(Stored items)
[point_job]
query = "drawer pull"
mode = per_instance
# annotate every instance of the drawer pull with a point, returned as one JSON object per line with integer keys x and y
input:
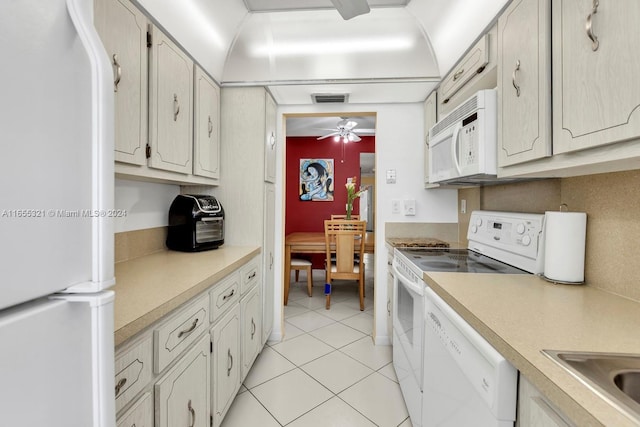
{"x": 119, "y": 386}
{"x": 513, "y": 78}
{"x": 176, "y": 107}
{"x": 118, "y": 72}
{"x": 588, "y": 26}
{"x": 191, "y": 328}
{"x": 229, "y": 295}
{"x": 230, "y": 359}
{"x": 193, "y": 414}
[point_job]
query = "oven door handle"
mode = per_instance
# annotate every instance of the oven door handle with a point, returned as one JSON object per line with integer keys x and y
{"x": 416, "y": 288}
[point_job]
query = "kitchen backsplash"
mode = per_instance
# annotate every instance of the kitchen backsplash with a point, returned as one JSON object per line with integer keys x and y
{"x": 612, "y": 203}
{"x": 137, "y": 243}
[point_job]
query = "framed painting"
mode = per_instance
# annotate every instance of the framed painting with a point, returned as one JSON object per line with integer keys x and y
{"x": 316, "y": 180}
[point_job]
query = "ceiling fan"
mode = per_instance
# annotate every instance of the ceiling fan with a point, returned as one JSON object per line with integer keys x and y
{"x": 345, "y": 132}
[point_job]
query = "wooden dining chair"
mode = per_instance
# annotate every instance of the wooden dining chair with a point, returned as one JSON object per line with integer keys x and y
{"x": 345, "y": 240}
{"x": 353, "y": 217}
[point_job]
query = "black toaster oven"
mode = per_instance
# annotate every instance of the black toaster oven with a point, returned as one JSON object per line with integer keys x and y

---

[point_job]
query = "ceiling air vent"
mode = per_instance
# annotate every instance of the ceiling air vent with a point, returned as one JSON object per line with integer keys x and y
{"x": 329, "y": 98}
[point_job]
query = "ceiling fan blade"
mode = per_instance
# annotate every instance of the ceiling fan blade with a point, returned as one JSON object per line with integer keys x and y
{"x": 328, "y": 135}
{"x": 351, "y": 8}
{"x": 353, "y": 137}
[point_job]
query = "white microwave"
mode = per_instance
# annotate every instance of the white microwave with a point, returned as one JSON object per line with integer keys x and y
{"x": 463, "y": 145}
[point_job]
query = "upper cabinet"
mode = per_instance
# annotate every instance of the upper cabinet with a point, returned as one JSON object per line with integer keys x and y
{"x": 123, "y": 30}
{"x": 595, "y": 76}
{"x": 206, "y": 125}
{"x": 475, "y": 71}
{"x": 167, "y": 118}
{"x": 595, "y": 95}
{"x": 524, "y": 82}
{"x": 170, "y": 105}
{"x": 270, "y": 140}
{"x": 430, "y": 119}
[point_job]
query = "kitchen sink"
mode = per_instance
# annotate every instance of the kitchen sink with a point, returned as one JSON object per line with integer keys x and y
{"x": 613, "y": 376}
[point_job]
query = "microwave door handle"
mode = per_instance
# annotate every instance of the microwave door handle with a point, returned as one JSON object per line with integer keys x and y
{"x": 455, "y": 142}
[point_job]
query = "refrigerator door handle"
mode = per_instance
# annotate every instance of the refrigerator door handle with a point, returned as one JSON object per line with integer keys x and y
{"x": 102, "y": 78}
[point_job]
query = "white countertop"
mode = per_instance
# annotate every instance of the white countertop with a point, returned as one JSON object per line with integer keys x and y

■ **Task objective**:
Every line that contains the string "pull" should be copied from the records.

■ **Result of the exercise**:
query = "drawer pull"
# annotate every instance of the drawer pull with a point, returned as one JSON object per line with integer keys x and y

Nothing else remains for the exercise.